**Exercise instructions**
1. In which months does the garnet-throated hummingbird breed on the Atlantic slope, according to the hummingbird article?
2. Rewrite the hummingbird article from "The garnet-throated hummingbird is the" up to and including "Casimir de Rham.", substituting "scientist" for "naturalist".

**Excerpt provided**
—————

Scientific classification
- Kingdom: Animalia
- Phylum: Chordata
- Class: Aves
- Clade: Strisores
- Order: Apodiformes
- Family: Trochilidae
- Tribe: Lampornithini
- Genus: Lamprolaima Reichenbach, 1854
- Species: L. rhami
- Binomial name: Lamprolaima rhami (Lesson, 1839)

= Garnet-throated hummingbird =

- Genus: Lamprolaima
- Species: rhami
- Authority: (Lesson, 1839)
- Conservation status: LC
- Parent authority: Reichenbach, 1854

Species of bird

The garnet-throated hummingbird (Lamprolaima rhami) is a species of hummingbird in tribe Lampornithini of subfamily Trochilinae. It is found in El Salvador, Guatemala, Honduras, and Mexico.

==Taxonomy and systematics==

The garnet-throated hummingbird is the only member of genus Lamprolaima, a name which is a combination of two Greek words: lampros, meaning brilliant or radiant and laimos, meaning throat. The specific epithet commemorates Henry Casimir de Rham Jr., an American naturalist and son of the Swiss diplomat Henry Casimir de Rham.

==Description==

The garnet-throated hummingbird is 12 to 12.4 cm long and weighs 5.6 to 7.1 g. Both sexes have a short, straight, black bill. The adult male's upperparts are iridescent green. Much of the face is black, with a small white spot behind the eye. The gorget is shining rosy pink and the breast iridescent violet-blue. The rest of the underparts are blackish with mottled green flanks. The wings are rufous with dark brown tips to the feathers. The tail is dark purple with gray tips on the outer feathers. The adult female also has iridescent green upperparts. The underparts are dusky gray, usually with small pinkish dots on the throat. The wings and tail are similar to the male's but the outer tail feathers have white tips. Juvenile males are similar to the adult female but with darker underparts and buff fringes on the chest feathers. Juvenile females are similar to the adult but with buff fringes on the head feathers.

==Distribution and habitat==

The garnet-throated hummingbird is found discontinuously from Mexico's Guerrero, Puebla, and Veracruz states south through Guatemala into El Salvador and Honduras. It inhabits the interior and edges of tropical forest, cloudforest, and pine-oak forest and also scrublands. In elevation it ranges between 1200 and 3000 m but is most numerous between 1500 and 2300 m; in Honduras it occurs only above 1600 m.

==Behavior==
===Movement===

The garnet-throated hummingbird moves between higher elevation during the breeding season to lower elevation outside it.

==Feeding==

The garnet-throated hummingbird feeds on nectar from flowering shrubs and trees, especially those of genera Inga and Erythrina. It tends to forage below 10 m of the ground. Males defend feeding territories. In addition to nectar, the species feeds on small insects captured by hawking from a perch.

==Breeding==

The garnet-throated hummingbird breeds in April and May on the Atlantic slope and between December and March on the Pacific slope. The female builds a bulky cup nest of moss, leaf parts, and pine needles lined with softer plant fibers. It often attaches the nest to exposed roots on earth banks such as those of streams. The incubation length and time to fledging are not known.

===Vocalization===

The garnet-throated hummingbird's song is "a soft, gruff, dry, crackling warble intermixed by nasal, gurgling notes." Its calls include "a nasal 'nyik' and 'choiw', high-pitched chips and a sharp, slightly buzzy 'tis-i-tyu-tyu'."

==Status==

The IUCN has assessed the garnet-throated hummingbird as being of least concern, though its population size and trend are not known. It is locally common, even in human-modified environments as long as some forest remains. However,
the Mexican government at one time considered it Threatened.

—————

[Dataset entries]
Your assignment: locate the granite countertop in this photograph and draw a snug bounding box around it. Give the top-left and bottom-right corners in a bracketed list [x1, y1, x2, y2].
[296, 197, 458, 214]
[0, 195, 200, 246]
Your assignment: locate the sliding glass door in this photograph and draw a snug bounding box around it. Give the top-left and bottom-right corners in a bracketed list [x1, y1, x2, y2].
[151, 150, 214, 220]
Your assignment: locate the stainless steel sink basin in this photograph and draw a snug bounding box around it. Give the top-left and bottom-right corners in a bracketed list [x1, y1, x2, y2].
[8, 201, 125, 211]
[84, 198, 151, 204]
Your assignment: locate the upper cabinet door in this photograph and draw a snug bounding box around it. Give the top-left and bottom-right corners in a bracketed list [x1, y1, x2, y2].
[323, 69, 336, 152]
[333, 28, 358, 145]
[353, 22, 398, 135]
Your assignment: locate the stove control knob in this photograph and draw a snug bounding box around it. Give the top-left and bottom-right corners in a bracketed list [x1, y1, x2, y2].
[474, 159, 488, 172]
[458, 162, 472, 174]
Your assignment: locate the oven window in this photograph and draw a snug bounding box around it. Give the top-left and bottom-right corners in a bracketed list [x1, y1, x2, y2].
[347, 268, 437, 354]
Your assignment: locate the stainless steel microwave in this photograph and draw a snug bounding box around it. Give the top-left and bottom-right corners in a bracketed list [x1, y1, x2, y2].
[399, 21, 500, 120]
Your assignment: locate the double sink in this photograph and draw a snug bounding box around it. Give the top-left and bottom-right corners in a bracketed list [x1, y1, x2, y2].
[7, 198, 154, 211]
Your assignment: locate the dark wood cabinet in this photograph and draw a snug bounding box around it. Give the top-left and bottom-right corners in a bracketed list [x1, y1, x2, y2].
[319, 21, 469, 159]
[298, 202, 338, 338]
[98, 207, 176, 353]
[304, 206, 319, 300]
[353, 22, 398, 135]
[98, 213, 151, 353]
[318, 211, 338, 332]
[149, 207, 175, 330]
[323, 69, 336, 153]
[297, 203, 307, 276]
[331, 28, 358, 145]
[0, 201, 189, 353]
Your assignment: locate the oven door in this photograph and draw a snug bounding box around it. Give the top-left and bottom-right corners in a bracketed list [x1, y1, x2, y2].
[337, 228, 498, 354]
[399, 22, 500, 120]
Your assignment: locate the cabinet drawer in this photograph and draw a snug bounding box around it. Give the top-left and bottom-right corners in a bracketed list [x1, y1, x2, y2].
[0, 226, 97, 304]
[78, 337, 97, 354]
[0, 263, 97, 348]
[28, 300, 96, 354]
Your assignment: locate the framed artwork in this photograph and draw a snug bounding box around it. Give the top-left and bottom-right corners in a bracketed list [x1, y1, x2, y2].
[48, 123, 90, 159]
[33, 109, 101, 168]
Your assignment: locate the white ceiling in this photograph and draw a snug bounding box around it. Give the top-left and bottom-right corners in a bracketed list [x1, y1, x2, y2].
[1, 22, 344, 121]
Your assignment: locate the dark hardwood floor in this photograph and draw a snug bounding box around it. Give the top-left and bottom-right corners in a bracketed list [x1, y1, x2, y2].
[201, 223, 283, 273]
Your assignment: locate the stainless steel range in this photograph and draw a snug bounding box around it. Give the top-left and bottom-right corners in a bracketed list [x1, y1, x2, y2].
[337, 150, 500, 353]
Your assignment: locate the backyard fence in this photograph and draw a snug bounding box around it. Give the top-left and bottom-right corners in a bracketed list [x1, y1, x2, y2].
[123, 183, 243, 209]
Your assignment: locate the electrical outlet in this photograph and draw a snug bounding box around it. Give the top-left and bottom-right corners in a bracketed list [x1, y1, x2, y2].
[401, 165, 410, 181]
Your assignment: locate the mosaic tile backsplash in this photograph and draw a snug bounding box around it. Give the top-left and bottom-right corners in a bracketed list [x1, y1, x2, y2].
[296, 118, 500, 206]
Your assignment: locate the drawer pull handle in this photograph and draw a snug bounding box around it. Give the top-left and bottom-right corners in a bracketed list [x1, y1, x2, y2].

—————

**Answers to this exercise**
1. April and May.

2.
The garnet-throated hummingbird is the only member of genus Lamprolaima, a name which is a combination of two Greek words: lampros, meaning brilliant or radiant and laimos, meaning throat. The specific epithet commemorates Henry Casimir de Rham Jr., an American scientist and son of the Swiss diplomat Henry Casimir de Rham.